# [Consigne 1]
Dans l'extrait de répétition avec Giorgio Strehler, de quoi François Beaulieu a-t-il peur ?
# [Consigne 2]
Écrivez la suite de l'extrait de répétition avec Giorgio Strehler, à partir de sa dernière réplique.

# [Texte fourni]
......

Jeu  : François Beaulieu fait son entrée, moins précipitée que le pokaz de Strehler.

  • Giorgio Strehler : Plus énergique cette chose là : TCHAC ! TCHAC ! Parce que ce sont des signes aussi. Et puis la pluie donnera des... Tu peux pas le faire, je le sais.
  • François Beaulieu : Oui mais j’ai peur de casser le parapluie.
  • Giorgio Strehler : Je sais mais c’était nécessaire. Bien. On le fait maintenant. Bien, il a très très bien fait. Parce que il était désespéré tu comprends? Maintenant ça viendra vite, TCHAC ! TCHAC ! TCHAC !, ça peut servir de fouet du comprends, ce sont des choses...

Jeu :

  • François Beaulieu : “ Où est Mademoiselle Giacinta? ” (Entrée)

......

# [Données affichées]
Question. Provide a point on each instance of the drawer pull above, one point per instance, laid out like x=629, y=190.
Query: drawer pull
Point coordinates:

......

# [Réponse 1]
De casser le parapluie.

# [Réponse 2]
  • Giorgio Strehler : Tac ! (A Catherine Hiégel) Euh, je crois que pendant qu’il simule, TCHAC, TCHAC, TCHAC, toi tu simules de dépoussiérer, toi tu fais TCHAC TCHAC TCHAC. (Elle s’exécute). Non pas comme ça : tu secoues la robe comme il secoue la chose.

(Les comédiens jouent)

  • Giorgio Strehler : Tac ! Tous les deux sont embarrassés, hein?
    Avec un petit peu plus de sadisme euh, involontaire, Brigida, tu pourrais prendre la robe de la mariée, et la mettre à moitié entre les deux, tu comprends? Lorsqu’il entre...
  • Catherine Hiégel : De la déplacer, là?
  • Giorgio Strehler : Non, je sais pas... Tu l’emportes ou tu la laisses...
  • Catherine Hiégel : L’emporter, peut-être...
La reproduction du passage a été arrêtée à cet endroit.